- What the exercise asks -
Copy out each line exactly as it appears.

- Records -
· · · · · · ·

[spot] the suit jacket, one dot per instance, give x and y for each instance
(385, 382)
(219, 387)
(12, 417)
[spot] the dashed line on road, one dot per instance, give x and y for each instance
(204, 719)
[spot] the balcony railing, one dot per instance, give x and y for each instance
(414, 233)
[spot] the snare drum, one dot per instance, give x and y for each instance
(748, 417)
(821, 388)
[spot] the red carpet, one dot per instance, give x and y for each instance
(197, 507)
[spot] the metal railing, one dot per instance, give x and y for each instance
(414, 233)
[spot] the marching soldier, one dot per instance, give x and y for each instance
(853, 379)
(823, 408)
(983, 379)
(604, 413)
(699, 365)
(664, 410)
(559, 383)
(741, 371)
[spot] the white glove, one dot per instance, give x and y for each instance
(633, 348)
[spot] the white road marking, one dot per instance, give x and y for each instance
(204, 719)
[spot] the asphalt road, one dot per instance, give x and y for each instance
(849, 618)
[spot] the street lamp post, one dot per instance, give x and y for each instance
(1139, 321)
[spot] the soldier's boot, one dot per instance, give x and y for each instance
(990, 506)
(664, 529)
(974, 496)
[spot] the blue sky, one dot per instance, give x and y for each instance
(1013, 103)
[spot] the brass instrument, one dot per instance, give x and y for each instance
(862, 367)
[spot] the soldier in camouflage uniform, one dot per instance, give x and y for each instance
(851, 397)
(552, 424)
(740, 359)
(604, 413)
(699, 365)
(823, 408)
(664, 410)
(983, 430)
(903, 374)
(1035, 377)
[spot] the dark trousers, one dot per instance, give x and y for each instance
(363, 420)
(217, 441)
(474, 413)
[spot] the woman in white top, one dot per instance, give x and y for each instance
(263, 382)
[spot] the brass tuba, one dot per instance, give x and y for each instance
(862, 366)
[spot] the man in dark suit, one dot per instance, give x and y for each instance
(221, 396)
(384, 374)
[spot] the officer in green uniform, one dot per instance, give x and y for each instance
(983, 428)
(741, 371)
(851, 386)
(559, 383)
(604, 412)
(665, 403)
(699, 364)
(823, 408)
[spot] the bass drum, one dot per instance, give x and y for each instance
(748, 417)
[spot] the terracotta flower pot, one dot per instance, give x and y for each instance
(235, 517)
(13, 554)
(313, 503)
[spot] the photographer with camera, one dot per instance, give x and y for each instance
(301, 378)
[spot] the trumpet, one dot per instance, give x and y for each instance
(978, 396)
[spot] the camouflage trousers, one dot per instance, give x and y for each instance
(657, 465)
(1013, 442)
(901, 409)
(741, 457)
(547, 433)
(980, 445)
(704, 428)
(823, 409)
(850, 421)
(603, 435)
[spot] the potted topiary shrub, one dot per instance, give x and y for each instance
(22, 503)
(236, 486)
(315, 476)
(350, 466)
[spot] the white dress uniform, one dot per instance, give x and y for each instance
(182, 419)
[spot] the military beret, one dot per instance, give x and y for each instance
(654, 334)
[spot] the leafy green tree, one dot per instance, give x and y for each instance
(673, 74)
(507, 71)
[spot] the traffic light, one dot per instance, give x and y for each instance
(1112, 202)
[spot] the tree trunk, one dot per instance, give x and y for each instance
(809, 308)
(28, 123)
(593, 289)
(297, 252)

· · · · · · ·

- Solution to the exercise -
[spot] the suit jacket, one dot per instance, give x and y for each instance
(385, 382)
(219, 387)
(12, 417)
[spot] the dashed line on road, one dot per instance, give x and y for each instance
(204, 719)
[spot] the balcony railing, one dot per instance, give x and y for each instance
(414, 233)
[spot] the snare drum, one dot per instance, give x and y for each instance
(748, 417)
(821, 388)
[spot] the red carpet, one dot per instance, give x and y for each instance
(197, 507)
[spot] the metal railing, one dot per instance, give x and y for each instance
(414, 233)
[spot] the marching soldier, one dot per instance, give x and y for each instance
(853, 379)
(823, 408)
(983, 379)
(604, 413)
(699, 365)
(664, 410)
(559, 383)
(741, 371)
[spot] the white glove, one dot per instance, give x and y for each instance
(633, 348)
[spot] the white road marking, one dot per instance, give x and y for each instance
(204, 719)
[spot] the asphalt road, one dot per instance, give x and y for each instance
(849, 618)
[spot] the street lamp post, one dot per instance, give x and y for each instance
(1139, 321)
[spot] the soldier's boot, one dot per instance, give x and y for each instance
(990, 506)
(664, 529)
(974, 496)
[spot] the blue sky, one dot per instance, give x and y for each instance
(1013, 103)
[spot] the brass instrument, one dot per instance, give x and y for each instance
(862, 367)
[spot] the soldier in camouflage uniform, one dot per instance, give x and y for each instance
(851, 397)
(552, 424)
(740, 359)
(604, 413)
(699, 365)
(823, 408)
(664, 410)
(983, 430)
(903, 374)
(1035, 377)
[spot] the dark trousers, one dot per instance, give x and y for each instance
(363, 420)
(217, 441)
(474, 413)
[spot] the woman in white top, one dot per instance, give x and y for each instance
(263, 382)
[spot] the brass tuba, one dot per instance, give x and y for each instance
(862, 366)
[spot] the man in dark suit, one dot per instance, give x and y for each instance
(221, 396)
(384, 374)
[spot] the officer in green uniform, one dot per instance, give x and y for each instance
(983, 428)
(741, 371)
(851, 386)
(559, 383)
(604, 412)
(665, 403)
(699, 364)
(823, 408)
[spot] the bass drum, one dot per instance, give x and y for each instance
(748, 417)
[spot] the terracotta flower pot, one dot per instance, give x and y for each instance
(235, 517)
(13, 554)
(313, 503)
[spot] the photographer with camera, one dot per instance, give x and y for each instance
(301, 378)
[spot] the trumpet, one dot per instance, give x and y for each instance
(978, 396)
[spot] the camouflage trousers, one dot per instance, give x and y for each instance
(657, 465)
(1013, 442)
(901, 409)
(741, 457)
(547, 433)
(980, 445)
(704, 428)
(823, 409)
(850, 421)
(603, 435)
[spot] the potted topiary shrub, one dot per instance, give x and y for each instance
(22, 503)
(236, 486)
(315, 476)
(350, 466)
[spot] the white dress uniform, one dot per instance, give x and y for each instance
(182, 419)
[spot] the military beret, one dot per instance, give x and y for each instance
(654, 334)
[spot] the leafy green tree, one dot per instance, give x and y for each instance
(673, 74)
(507, 71)
[spot] the traffic light, one dot per instance, give x and y for each instance
(1112, 202)
[spot] the tree trunk, one dot per instance, give x and y for each instance
(809, 308)
(28, 123)
(593, 289)
(297, 252)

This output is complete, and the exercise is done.